#### [WHAT YOU SHOULD DO]
Output the listing verbatim, leaving out every picture.

══════

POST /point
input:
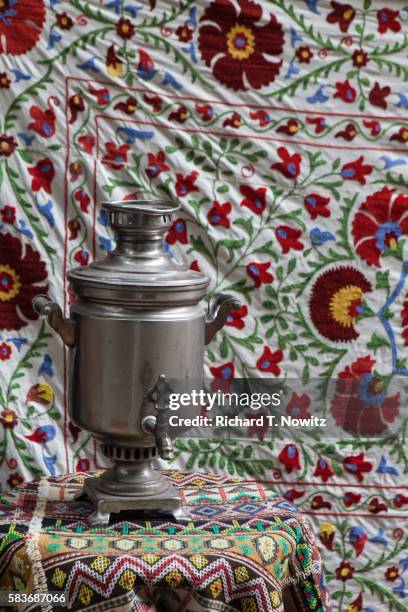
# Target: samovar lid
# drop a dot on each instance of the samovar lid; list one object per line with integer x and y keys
{"x": 139, "y": 262}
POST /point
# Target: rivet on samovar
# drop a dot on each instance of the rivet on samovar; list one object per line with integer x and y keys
{"x": 136, "y": 323}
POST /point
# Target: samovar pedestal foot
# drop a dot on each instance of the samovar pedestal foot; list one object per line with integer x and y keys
{"x": 111, "y": 496}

══════

#### [COMPLETED TASK]
POST /point
input:
# Target: samovar lid
# drop a dot on each instance of the samovar lid; list one object per line with integer x and y keys
{"x": 139, "y": 262}
POST /point
# Target: rivet on samovar
# drop a dot on each instance of the rivet on samovar; list one object per line with integer x and y keys
{"x": 136, "y": 323}
POST /point
# Target: samovar pedestal foot
# drop a dot on each instance of the samovar pedestal foot; list one object per line with integer x and y keys
{"x": 111, "y": 496}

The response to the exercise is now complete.